→ TASK REQUIREMENTS:
Print, without alteration, the lines that extend from the one holding "table, one line per instance." to the final line of the listing below.

→ TASK INPUT:
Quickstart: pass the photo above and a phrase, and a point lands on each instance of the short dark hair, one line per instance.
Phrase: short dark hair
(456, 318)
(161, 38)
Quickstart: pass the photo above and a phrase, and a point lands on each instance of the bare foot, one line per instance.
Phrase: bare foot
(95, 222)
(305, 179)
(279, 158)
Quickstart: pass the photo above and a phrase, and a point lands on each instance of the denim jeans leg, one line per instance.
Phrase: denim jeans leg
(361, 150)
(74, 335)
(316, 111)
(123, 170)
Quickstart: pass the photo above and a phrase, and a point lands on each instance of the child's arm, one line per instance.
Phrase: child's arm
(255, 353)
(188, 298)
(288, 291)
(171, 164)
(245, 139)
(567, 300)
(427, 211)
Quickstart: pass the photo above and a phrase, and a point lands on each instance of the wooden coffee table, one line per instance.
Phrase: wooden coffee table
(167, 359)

→ RESPONSE:
Quickstart: pass the photo above and a phrase, and a point lands on each instance of the wooden coffee table, one line per instance.
Phrase: wooden coffee table
(167, 359)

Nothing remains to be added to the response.